= Input records =
########################################

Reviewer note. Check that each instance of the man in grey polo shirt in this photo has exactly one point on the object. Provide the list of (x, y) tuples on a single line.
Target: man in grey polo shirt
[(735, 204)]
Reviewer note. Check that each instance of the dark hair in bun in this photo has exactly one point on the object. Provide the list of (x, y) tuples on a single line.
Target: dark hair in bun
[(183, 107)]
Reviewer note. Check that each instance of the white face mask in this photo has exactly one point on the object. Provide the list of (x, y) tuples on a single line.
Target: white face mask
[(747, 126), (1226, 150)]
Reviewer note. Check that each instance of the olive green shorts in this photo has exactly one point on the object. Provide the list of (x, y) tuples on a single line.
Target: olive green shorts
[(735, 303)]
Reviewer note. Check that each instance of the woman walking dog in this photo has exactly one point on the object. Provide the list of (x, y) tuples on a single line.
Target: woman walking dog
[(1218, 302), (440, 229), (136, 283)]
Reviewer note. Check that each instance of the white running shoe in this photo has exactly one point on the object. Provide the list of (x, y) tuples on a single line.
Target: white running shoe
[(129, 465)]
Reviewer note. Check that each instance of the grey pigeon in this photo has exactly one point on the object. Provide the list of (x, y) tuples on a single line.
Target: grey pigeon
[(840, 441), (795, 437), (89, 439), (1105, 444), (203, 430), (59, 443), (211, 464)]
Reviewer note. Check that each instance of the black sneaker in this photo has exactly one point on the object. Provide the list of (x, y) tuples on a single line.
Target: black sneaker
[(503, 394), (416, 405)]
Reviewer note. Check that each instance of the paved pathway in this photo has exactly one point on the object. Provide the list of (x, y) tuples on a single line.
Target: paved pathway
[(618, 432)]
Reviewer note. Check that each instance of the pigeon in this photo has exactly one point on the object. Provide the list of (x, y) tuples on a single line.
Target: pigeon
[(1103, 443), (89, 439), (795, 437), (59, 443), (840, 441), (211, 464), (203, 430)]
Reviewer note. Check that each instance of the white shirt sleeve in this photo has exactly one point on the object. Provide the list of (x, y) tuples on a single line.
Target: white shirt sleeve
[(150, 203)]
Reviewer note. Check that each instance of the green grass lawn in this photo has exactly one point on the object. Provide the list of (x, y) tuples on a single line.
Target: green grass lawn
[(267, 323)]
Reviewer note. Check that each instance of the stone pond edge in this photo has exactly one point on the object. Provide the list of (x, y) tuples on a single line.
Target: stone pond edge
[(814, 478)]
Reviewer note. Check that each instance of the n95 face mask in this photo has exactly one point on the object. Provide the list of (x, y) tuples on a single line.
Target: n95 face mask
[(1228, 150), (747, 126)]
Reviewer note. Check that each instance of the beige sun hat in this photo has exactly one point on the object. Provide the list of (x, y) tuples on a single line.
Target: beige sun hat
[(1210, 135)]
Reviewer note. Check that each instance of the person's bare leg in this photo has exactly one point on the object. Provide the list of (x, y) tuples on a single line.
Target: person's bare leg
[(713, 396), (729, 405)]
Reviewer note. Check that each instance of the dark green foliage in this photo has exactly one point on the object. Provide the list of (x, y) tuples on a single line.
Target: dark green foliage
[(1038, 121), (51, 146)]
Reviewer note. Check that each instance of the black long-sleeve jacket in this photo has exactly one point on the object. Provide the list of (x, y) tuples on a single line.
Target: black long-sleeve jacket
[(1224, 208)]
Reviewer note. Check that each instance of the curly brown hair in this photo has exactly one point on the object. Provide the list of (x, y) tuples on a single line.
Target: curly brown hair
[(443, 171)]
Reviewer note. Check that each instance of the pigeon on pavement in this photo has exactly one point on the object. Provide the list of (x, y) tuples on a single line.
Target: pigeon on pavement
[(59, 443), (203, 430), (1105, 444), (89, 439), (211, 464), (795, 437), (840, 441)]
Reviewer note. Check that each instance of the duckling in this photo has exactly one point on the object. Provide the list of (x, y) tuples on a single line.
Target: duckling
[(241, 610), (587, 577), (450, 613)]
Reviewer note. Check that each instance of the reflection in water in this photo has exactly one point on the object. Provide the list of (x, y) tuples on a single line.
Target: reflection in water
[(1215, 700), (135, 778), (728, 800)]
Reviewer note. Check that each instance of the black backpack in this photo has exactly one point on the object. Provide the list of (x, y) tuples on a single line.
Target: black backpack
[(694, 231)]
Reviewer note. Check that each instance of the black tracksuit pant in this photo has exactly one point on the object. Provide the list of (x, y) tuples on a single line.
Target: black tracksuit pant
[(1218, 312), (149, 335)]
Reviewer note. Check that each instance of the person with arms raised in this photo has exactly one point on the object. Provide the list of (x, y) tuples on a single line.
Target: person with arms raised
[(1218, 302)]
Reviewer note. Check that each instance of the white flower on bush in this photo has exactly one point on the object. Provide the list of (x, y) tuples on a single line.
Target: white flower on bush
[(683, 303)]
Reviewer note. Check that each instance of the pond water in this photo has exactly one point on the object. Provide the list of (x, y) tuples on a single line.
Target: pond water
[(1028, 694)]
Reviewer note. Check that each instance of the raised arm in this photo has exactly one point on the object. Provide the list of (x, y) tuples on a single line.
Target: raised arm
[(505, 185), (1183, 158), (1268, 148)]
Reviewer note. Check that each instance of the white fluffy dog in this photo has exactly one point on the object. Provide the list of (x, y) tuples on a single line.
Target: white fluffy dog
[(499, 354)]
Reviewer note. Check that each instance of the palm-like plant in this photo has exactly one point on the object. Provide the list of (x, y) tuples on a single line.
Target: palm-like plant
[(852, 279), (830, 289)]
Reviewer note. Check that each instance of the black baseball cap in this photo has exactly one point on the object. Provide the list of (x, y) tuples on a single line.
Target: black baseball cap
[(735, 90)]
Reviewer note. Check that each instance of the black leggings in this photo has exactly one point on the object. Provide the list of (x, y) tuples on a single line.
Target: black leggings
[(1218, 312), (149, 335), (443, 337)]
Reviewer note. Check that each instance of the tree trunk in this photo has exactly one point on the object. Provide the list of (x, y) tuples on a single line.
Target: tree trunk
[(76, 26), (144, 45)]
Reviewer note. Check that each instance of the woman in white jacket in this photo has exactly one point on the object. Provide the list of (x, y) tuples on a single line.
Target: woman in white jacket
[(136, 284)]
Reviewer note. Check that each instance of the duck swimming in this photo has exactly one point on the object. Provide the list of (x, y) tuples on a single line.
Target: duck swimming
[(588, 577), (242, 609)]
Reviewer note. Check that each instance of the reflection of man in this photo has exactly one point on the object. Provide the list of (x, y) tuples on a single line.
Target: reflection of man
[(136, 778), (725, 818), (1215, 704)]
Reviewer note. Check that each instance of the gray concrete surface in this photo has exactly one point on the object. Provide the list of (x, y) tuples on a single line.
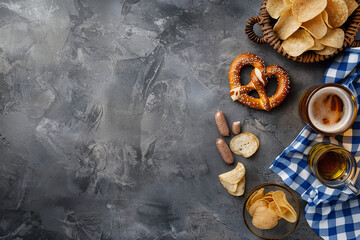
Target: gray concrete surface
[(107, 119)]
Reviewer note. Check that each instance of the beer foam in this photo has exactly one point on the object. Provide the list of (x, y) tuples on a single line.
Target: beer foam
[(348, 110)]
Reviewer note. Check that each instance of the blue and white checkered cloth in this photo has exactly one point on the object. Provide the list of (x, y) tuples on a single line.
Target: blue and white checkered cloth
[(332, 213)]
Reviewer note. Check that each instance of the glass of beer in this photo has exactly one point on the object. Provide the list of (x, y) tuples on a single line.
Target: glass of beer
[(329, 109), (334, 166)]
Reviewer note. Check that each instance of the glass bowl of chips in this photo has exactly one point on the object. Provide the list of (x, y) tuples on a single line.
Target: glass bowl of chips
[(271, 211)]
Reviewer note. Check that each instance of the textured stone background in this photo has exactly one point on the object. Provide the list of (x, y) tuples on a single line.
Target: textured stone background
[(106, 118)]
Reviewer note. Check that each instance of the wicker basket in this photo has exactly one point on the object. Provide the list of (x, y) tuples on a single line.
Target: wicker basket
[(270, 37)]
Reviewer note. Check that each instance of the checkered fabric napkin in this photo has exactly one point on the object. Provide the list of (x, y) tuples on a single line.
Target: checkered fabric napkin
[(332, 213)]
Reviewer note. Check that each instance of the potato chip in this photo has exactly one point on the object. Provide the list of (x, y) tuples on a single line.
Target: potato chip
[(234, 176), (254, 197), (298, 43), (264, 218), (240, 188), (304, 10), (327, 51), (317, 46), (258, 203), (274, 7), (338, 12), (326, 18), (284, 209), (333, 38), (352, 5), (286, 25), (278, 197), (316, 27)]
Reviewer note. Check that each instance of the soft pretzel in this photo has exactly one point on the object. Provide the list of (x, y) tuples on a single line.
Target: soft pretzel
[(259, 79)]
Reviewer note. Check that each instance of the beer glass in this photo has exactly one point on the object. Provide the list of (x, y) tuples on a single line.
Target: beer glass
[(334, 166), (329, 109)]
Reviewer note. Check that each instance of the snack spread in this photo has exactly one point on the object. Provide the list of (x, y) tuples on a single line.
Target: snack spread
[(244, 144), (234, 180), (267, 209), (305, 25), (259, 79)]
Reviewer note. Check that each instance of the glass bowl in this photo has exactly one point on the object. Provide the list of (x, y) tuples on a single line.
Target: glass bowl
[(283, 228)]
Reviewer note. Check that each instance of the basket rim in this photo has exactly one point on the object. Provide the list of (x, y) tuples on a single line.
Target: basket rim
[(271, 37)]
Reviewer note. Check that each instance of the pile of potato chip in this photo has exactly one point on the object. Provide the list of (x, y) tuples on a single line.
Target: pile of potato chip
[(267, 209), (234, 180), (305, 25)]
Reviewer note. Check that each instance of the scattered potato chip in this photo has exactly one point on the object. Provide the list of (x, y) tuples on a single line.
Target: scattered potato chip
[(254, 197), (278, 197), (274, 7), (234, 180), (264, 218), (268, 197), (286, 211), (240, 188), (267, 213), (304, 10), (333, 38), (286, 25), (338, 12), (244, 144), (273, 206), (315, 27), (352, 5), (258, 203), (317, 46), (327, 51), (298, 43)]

########################################

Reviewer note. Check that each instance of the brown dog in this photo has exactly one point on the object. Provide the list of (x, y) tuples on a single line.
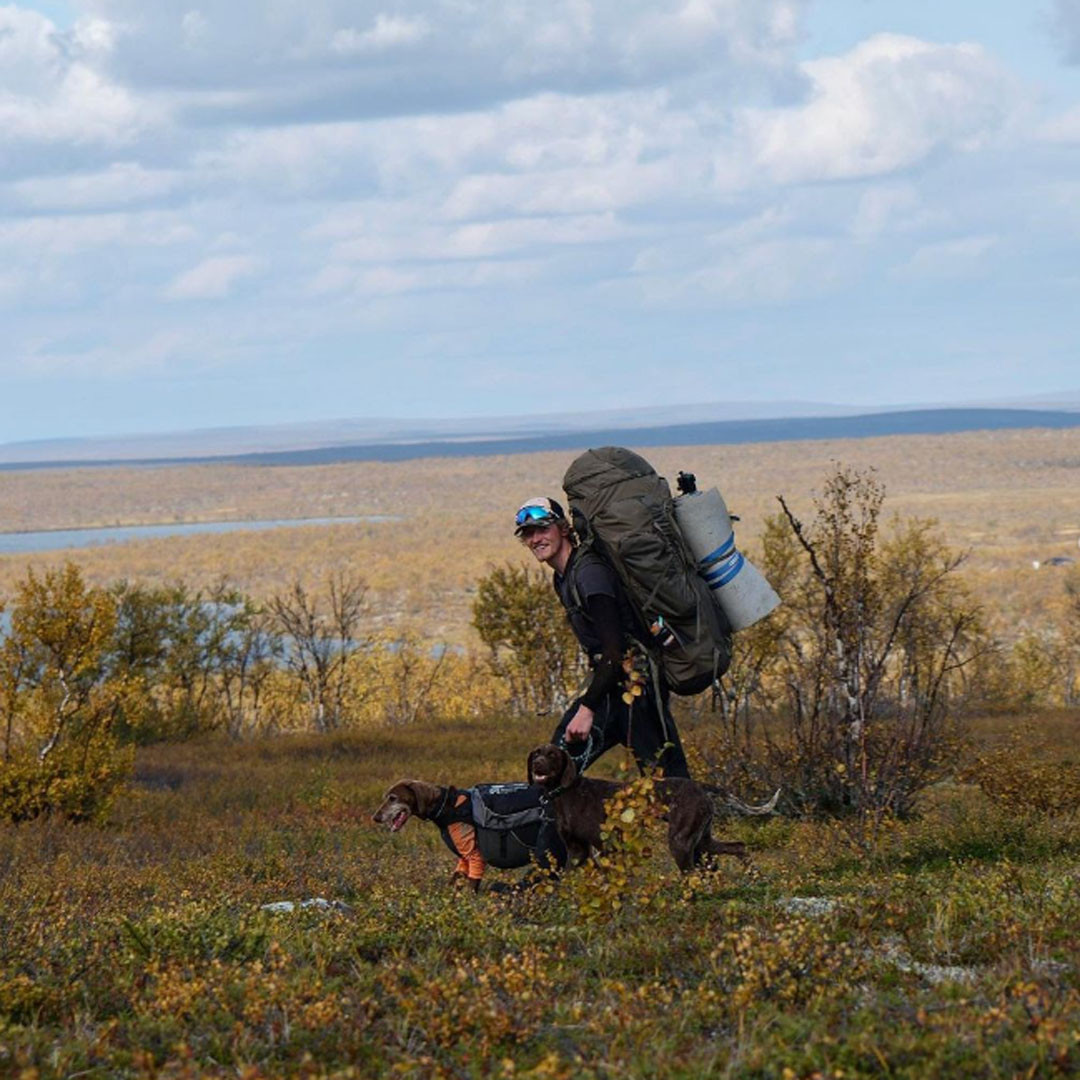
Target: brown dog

########################################

= The task =
List every line of the records above that contains the word "bowl".

= Response to the task =
Reviewer note. Check that each instance of the glass bowl of chips in this photo has exactly one point on the object. Provide the list of (x, y) tuples on a single line.
Target: glass bowl of chips
Reviewer note. Check that each instance of the glass bowl in this photo has exactly one point on the object. Provide the list of (x, y) tuples on a single line.
Target: glass bowl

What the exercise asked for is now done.